**Lesetext**

· · · ·

Mehrfachbelastung für KMU
„Bei Planungsvergaben stehen oft große, mächtige Auftraggeber vielen kleinen Planungsbüros gegenüber, die von ihnen wirtschaftlich abhängig sind. Dieses Ungleichgewicht führt schon jetzt oft zu einem für KMU existentiell bedrohlichen Preisverfall“, betont Kolbe des Weiteren. Anstatt dieser Ungerechtigkeit gegenzusteuern, wird diese Entwicklung durch den neuen Gesetzesentwurf noch verstärkt: Den Zuschlag für ein Projekt muss nun auch ein Bieter mit nicht angemessenen, weil viel zu niedrigen Preisen erhalten, solange er dies betriebswirtschaftlich begründen kann – z.B. weil er das Projekt für die Zukunft als Referenz benötigt. Das führt in letzter Konsequenz zu einem ruinösen Preiskampf, den heimische KMU mit hohen Qualitäts- und Sozialstandards gegen Billiganbieter nicht gewinnen können. „Überleben werden diesen Preiskampf wenige internationale Großbüros, wie dies in anderen Staaten und anderen Branchen bereits der Fall ist. Die negativen Folgen sind bekannt,.“ schließt sich Aulinger dieser Kritik an.
Wirtschaft wird durch aufgeblähte Ausschreibungen geschädigt
Zusätzlich werden KMU im vorliegenden Entwurf auch durch aufgeblähte Ausschreibungen belastet. Bisher wurden alle Leistungen, die bei einem Planungsvorhaben getrennt vergeben werden – etwa, Verfahrensorganisation, Sachverständigengutachten, Projektsteuerung, Architektur- und Fachplanung oder Bauaufsicht – auch für die Schätzung des Auftragswertes getrennt betrachtet. Da es sich um eine Vielzahl von kleineren Aufträgen handelt, profitieren besonders regionale KMU von diesen Projekten. Nun müssen alle diese Dienstleistungen zusammengezählt werden. Dadurch werden auch kleinere Projekte wie die Erweiterung eines Kindergartens, der Umbau einer Schule oder eine Straßensanierung künftig nicht mehr nur in Österreich, sondern EU-weit ausgeschrieben. Das führt aufgrund der komplexeren Vergabeverfahren und erhöhter Formvorschriften zu einem hohen Mehraufwand für Gemeinden und Bieter. „Auch die Möglichkeit für Unternehmen, sich überhaupt für den Auftrag bewerben zu können, wird dadurch unnötig erschwert“ kritisert Kolbe.

· · · ·

**Datensätze**
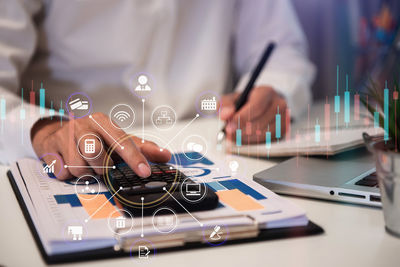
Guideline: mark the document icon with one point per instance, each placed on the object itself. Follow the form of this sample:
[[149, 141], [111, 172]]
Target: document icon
[[143, 252], [90, 146]]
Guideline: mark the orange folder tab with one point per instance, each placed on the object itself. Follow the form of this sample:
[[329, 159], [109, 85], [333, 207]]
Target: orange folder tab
[[92, 206], [238, 201]]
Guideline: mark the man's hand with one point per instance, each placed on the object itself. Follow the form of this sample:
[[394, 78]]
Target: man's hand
[[255, 116], [48, 136]]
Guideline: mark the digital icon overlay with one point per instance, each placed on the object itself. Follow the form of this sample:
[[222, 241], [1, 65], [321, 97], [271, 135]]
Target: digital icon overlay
[[163, 117], [194, 143], [90, 146], [207, 104], [78, 105], [122, 116]]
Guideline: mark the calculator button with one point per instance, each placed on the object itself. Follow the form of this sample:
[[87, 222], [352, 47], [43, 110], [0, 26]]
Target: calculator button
[[152, 185]]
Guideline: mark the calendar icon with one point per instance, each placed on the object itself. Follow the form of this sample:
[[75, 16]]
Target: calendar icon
[[90, 146]]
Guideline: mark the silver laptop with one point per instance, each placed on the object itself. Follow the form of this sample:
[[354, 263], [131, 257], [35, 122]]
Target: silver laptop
[[346, 177]]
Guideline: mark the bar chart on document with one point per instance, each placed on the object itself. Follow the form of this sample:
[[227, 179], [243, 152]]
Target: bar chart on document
[[322, 130]]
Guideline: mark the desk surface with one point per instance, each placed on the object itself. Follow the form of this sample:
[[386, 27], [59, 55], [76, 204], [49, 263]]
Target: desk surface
[[354, 235]]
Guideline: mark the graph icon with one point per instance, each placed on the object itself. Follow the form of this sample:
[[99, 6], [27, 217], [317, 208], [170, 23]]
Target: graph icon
[[49, 168], [122, 115]]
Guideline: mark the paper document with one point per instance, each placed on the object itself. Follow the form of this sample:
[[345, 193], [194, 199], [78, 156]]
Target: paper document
[[69, 221]]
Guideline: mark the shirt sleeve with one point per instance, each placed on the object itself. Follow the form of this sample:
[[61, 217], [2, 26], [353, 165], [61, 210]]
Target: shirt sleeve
[[288, 70], [17, 45]]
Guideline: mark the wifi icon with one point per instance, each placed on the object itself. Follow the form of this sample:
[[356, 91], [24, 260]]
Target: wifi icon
[[122, 115]]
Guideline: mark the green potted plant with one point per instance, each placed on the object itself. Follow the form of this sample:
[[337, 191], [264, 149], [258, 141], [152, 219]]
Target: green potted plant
[[384, 105]]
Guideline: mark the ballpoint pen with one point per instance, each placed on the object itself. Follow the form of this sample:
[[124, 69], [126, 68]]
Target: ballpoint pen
[[243, 97]]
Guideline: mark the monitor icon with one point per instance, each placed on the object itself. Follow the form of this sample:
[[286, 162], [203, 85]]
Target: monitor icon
[[193, 189]]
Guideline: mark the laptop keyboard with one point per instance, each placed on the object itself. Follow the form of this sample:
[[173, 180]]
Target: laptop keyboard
[[370, 181], [162, 175]]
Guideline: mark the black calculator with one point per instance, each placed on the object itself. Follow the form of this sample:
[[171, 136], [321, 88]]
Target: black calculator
[[164, 177]]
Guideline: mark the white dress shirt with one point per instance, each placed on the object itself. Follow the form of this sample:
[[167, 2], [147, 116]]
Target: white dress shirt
[[188, 46]]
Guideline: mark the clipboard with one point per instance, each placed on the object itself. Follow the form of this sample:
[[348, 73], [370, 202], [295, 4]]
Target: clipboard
[[111, 252]]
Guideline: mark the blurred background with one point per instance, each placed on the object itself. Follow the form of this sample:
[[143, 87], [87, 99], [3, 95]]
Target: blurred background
[[358, 35]]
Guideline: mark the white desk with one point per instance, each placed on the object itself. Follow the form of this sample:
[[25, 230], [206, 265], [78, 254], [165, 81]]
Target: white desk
[[354, 235]]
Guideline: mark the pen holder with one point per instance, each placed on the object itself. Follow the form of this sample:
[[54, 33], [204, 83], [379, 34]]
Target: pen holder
[[387, 163]]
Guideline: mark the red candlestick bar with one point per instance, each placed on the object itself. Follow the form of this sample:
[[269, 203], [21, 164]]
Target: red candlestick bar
[[356, 107], [288, 126], [327, 132]]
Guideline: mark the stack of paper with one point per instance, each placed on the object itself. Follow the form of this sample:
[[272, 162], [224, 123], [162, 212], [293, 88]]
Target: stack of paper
[[67, 221]]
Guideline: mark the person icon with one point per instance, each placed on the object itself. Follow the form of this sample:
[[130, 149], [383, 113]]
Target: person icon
[[87, 188], [143, 86]]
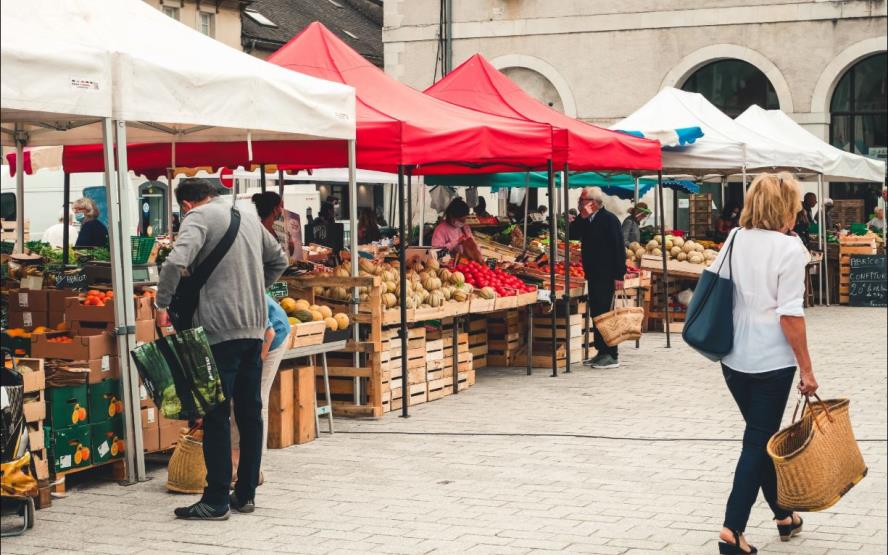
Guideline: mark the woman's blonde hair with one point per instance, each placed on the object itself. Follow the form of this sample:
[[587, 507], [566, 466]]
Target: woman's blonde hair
[[772, 202], [88, 204]]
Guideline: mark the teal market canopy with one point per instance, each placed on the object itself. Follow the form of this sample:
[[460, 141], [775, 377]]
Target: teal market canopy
[[618, 185]]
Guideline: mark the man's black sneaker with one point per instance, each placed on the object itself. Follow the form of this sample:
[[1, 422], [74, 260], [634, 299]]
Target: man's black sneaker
[[247, 506], [202, 511]]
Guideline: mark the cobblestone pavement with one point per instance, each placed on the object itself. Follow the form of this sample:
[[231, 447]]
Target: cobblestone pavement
[[520, 464]]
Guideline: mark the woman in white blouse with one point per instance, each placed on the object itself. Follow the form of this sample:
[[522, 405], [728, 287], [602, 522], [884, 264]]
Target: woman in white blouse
[[768, 268]]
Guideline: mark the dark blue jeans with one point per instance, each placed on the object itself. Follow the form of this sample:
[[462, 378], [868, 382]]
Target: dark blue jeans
[[240, 368], [761, 399]]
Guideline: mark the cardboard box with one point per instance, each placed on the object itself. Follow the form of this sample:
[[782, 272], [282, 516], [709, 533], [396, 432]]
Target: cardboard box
[[146, 331], [82, 348], [71, 448], [57, 298], [34, 300], [105, 401], [27, 319], [107, 440], [86, 313], [151, 438], [34, 378], [68, 406]]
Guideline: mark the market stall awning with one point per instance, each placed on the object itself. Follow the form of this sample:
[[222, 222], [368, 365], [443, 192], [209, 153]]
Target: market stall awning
[[479, 86], [838, 165], [127, 60], [725, 147], [398, 125], [618, 185]]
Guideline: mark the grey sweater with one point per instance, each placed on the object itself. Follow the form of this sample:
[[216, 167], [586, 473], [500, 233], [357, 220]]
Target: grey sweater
[[232, 303]]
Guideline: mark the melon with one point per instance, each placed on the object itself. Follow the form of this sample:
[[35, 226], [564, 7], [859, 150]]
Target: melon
[[341, 320], [303, 316]]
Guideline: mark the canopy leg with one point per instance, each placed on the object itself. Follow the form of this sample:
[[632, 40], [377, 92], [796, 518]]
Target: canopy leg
[[553, 256], [666, 314], [402, 266], [566, 202]]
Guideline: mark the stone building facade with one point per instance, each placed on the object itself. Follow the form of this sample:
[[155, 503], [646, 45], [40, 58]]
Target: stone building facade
[[599, 60]]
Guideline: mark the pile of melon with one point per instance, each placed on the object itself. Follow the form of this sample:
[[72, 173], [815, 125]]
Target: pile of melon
[[301, 311], [676, 248], [428, 284]]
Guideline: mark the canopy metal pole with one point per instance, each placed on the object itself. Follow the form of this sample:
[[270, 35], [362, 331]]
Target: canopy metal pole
[[421, 213], [402, 266], [526, 205], [19, 189], [66, 221], [122, 282], [353, 246], [553, 257], [566, 202], [409, 210], [665, 269]]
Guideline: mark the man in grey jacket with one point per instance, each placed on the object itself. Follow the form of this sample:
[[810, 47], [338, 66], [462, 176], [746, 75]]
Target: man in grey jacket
[[233, 313]]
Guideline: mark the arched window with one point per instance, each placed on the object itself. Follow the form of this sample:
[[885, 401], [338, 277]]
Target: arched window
[[733, 86], [859, 123]]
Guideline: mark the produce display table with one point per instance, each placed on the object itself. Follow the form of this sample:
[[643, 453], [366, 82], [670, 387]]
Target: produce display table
[[311, 351]]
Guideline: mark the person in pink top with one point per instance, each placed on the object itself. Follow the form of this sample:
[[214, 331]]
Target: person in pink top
[[453, 234]]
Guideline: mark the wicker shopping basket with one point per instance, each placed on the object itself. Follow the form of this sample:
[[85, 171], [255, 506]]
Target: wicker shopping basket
[[816, 457], [187, 471], [620, 324]]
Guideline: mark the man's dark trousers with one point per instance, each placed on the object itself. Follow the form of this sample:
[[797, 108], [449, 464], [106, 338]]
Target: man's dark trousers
[[601, 296], [240, 368]]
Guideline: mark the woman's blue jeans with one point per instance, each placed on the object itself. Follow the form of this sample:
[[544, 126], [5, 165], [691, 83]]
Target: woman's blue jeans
[[762, 400]]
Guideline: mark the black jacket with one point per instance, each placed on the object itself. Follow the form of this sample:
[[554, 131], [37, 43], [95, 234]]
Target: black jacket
[[604, 254]]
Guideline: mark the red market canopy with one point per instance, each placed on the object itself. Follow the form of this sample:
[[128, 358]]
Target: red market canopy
[[398, 125], [477, 85]]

· · · ·

**Aufgaben**
1. Welche Beispiele für kleinere Projekte nennt der Lesetext, die künftig EU-weit ausgeschrieben werden?
2. Überführe die Datensätze in eine Markdown-Tabelle mit den Spalten „Nr.“ und „Zeile“, beginnend am Anfang der Datensätze und endend mit der Zeile, die „[[49, 168], [122, 115]]“ enthält. Lass die Bilder dabei weg.

**Lösungen**
1. Die Erweiterung eines Kindergartens, der Umbau einer Schule und eine Straßensanierung.

2.
| Nr. | Zeile |
|---|---|
| 1 | Guideline: mark the document icon with one point per instance, each placed on the object itself. Follow the form of this sample: |
| 2 | [[149, 141], [111, 172]] |
| 3 | Target: document icon |
| 4 | [[143, 252], [90, 146]] |
| 5 | Guideline: mark the orange folder tab with one point per instance, each placed on the object itself. Follow the form of this sample: |
| 6 | [[329, 159], [109, 85], [333, 207]] |
| 7 | Target: orange folder tab |
| 8 | [[92, 206], [238, 201]] |
| 9 | Guideline: mark the man's hand with one point per instance, each placed on the object itself. Follow the form of this sample: |
| 10 | [[394, 78]] |
| 11 | Target: man's hand |
| 12 | [[255, 116], [48, 136]] |
| 13 | Guideline: mark the digital icon overlay with one point per instance, each placed on the object itself. Follow the form of this sample: |
| 14 | [[222, 241], [1, 65], [321, 97], [271, 135]] |
| 15 | Target: digital icon overlay |
| 16 | [[163, 117], [194, 143], [90, 146], [207, 104], [78, 105], [122, 116]] |
| 17 | Guideline: mark the calculator button with one point per instance, each placed on the object itself. Follow the form of this sample: |
| 18 | [[87, 222], [352, 47], [43, 110], [0, 26]] |
| 19 | Target: calculator button |
| 20 | [[152, 185]] |
| 21 | Guideline: mark the calendar icon with one point per instance, each placed on the object itself. Follow the form of this sample: |
| 22 | [[75, 16]] |
| 23 | Target: calendar icon |
| 24 | [[90, 146]] |
| 25 | Guideline: mark the silver laptop with one point per instance, each placed on the object itself. Follow the form of this sample: |
| 26 | [[354, 263], [131, 257], [35, 122]] |
| 27 | Target: silver laptop |
| 28 | [[346, 177]] |
| 29 | Guideline: mark the bar chart on document with one point per instance, each placed on the object itself. Follow the form of this sample: |
| 30 | [[227, 179], [243, 152]] |
| 31 | Target: bar chart on document |
| 32 | [[322, 130]] |
| 33 | Guideline: mark the desk surface with one point per instance, each placed on the object itself. Follow the form of this sample: |
| 34 | [[386, 27], [59, 55], [76, 204], [49, 263]] |
| 35 | Target: desk surface |
| 36 | [[354, 235]] |
| 37 | Guideline: mark the graph icon with one point per instance, each placed on the object itself. Follow the form of this sample: |
| 38 | [[99, 6], [27, 217], [317, 208], [170, 23]] |
| 39 | Target: graph icon |
| 40 | [[49, 168], [122, 115]] |